-- GIVEN TASK --
Identify each row below that contains the word "marble", and copy those rows out in full.

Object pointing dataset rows
╭──
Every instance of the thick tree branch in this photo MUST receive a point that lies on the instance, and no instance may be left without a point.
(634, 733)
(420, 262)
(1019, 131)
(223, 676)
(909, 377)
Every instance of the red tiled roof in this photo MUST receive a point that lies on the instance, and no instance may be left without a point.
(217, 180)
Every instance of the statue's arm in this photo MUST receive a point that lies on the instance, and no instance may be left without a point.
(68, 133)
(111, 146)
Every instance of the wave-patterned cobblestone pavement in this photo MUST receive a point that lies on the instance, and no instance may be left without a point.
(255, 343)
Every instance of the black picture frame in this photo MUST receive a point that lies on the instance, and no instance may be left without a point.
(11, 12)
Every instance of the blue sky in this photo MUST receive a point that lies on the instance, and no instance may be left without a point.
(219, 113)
╰──
╭──
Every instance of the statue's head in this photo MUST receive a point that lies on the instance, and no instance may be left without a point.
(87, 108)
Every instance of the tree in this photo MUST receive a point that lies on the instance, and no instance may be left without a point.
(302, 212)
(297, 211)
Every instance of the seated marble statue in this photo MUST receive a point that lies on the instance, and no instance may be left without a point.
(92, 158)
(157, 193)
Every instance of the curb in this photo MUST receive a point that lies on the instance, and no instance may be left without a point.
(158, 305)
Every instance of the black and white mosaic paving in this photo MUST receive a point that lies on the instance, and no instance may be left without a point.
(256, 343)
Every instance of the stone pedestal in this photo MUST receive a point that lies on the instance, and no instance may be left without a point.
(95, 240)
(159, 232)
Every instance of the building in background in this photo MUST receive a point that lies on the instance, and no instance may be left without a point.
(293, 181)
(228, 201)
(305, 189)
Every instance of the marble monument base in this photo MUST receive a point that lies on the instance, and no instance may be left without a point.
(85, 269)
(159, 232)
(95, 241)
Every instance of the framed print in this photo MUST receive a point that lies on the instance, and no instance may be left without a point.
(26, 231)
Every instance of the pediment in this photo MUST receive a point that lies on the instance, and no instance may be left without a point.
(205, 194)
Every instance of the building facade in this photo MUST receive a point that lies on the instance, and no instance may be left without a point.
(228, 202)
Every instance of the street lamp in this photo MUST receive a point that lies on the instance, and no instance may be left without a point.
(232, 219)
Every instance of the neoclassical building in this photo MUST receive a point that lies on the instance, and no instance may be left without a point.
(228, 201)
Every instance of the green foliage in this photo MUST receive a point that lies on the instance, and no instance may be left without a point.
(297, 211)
╰──
-- EXERCISE RESULT --
Every instance of the seated marble statue in this photo MUST receive a point that lies on the instance, and no instance may be left without a point.
Every instance of the marble monument base in this photo MUST receive a point that lies on the instance, and no instance may be left without a point.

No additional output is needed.